▸ Given request A
In the listing, rewrite the part that opens with its first line and closes with the line containing "Mark the region", replacing "dense vegetation" with "thick foliage" and changing nothing else. Omit the picture from your answer.

▸ Given passage
_ _ _ _

Re-establishing the foundation for societal trust.
One of the most impactful things I’ve ever heard about money came from (steel yourselves) a pastor.
He was talking about the logic of money, and turned to one of my absolute favorite subjects to illustrate his point: etymology.
“The word currency has its own history—it’s derived from the Latin, “currere” for, to flow, or to run—like a current of water or electricity. But what’s flowing in a market economy when we use currency?
People use currency every day without a theory that would help them understand how a piece of paper that costs less than a cent to produce comes to be worth many times that—sometimes hundreds of thousands of times. And then, in some instances, they suddenly lose faith in a currency, and it is worthless…Ultimately trust is the real currency.”
Wiley’s point seemed as staggeringly true as underappreciated. When was the last time you heard a presentation about trust being the bedrock upon which every lasting society has been built?
We live in a world that, more than ever, prioritizes the seen, the touchable, the quantifiable, and the definable. At the same time, the cost of trying to compensate for the loss of societal trust continues to rise with each passing day. Just ask San Franciscans.
Not them.
That’s them.
If you want to operate a store in San Francisco, you now have to factor in the cost of glass cases to protect your merchandise. You factor in a much higher loss percentage from the most brazen thieves’ willingness to shatter those cases. Business owners also have to factor in the risk to their lives to continue showing up every day. This is not normal, and San Francisco isn’t alone. This phenomenon is becoming commonplace in cities all over the country.

_ _ _ _

▸ Data shown

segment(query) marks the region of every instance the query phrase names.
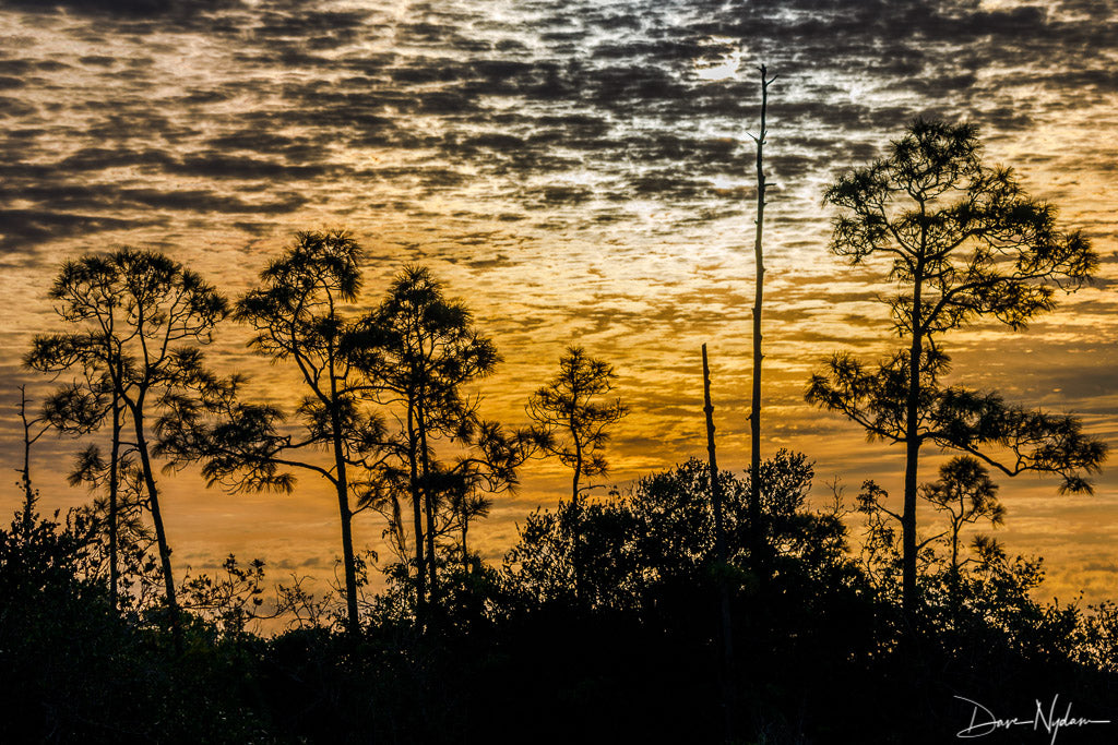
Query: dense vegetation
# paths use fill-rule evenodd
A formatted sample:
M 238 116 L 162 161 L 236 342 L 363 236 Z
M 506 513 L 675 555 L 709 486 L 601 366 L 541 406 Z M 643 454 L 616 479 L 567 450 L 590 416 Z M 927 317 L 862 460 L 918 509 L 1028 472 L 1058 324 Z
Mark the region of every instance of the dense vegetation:
M 969 716 L 955 695 L 1029 704 L 1062 694 L 1084 715 L 1107 710 L 1115 608 L 1035 602 L 1039 561 L 980 539 L 953 569 L 950 535 L 929 543 L 925 612 L 910 630 L 898 542 L 869 493 L 858 503 L 865 547 L 851 553 L 841 506 L 807 507 L 809 462 L 785 451 L 766 461 L 778 554 L 760 583 L 742 569 L 749 477 L 721 475 L 732 558 L 719 566 L 708 476 L 692 460 L 625 495 L 533 513 L 503 566 L 447 570 L 446 601 L 425 630 L 397 576 L 364 606 L 359 634 L 343 631 L 339 604 L 257 637 L 245 622 L 275 599 L 255 605 L 260 573 L 231 563 L 208 592 L 184 584 L 182 605 L 196 610 L 181 653 L 165 603 L 113 612 L 97 529 L 20 515 L 0 532 L 10 713 L 0 739 L 718 742 L 723 573 L 735 588 L 741 742 L 947 742 Z
M 1050 742 L 1069 704 L 1110 717 L 1118 606 L 1038 602 L 1041 560 L 975 533 L 1005 518 L 987 467 L 1087 491 L 1106 447 L 1074 417 L 946 385 L 940 338 L 984 315 L 1023 326 L 1096 255 L 980 165 L 973 127 L 916 122 L 827 199 L 845 210 L 834 252 L 890 257 L 907 346 L 875 369 L 836 355 L 807 399 L 904 443 L 897 512 L 873 481 L 809 500 L 803 453 L 718 470 L 709 399 L 708 460 L 591 496 L 627 413 L 613 366 L 572 346 L 525 402 L 530 426 L 485 419 L 477 391 L 501 357 L 468 308 L 416 266 L 359 304 L 344 231 L 300 233 L 233 300 L 152 251 L 66 262 L 50 292 L 66 326 L 25 360 L 60 385 L 37 414 L 23 392 L 23 508 L 0 531 L 0 742 L 931 743 L 978 701 Z M 250 400 L 210 367 L 234 322 L 296 400 Z M 93 494 L 53 518 L 32 485 L 47 431 L 85 441 L 70 481 Z M 930 446 L 959 455 L 918 481 Z M 531 458 L 570 469 L 570 497 L 491 565 L 470 527 Z M 234 556 L 177 576 L 158 462 L 231 493 L 328 483 L 338 586 L 272 585 Z M 383 556 L 353 545 L 363 513 Z M 258 634 L 265 621 L 280 631 Z M 1073 733 L 1112 741 L 1109 725 Z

_ _ _ _

▸ Given request B
From the passage on societal trust, copy the part that opens with the words containing "He was talking" and closes with "we use currency?".

▸ Complete response A
segment(query) marks the region of every instance the query phrase names.
Query: thick foliage
# paths use fill-rule evenodd
A formatted sample:
M 238 116 L 162 161 L 236 342 L 363 236 Z
M 506 513 L 675 555 L 709 486 L 601 366 L 541 406 Z M 643 454 L 616 479 L 567 450 L 590 416 Z M 927 317 L 862 460 L 918 509 L 1028 472 L 1058 324 Z
Mark the region of every instance of the thick foliage:

▸ Complete response B
He was talking about the logic of money, and turned to one of my absolute favorite subjects to illustrate his point: etymology.
“The word currency has its own history—it’s derived from the Latin, “currere” for, to flow, or to run—like a current of water or electricity. But what’s flowing in a market economy when we use currency?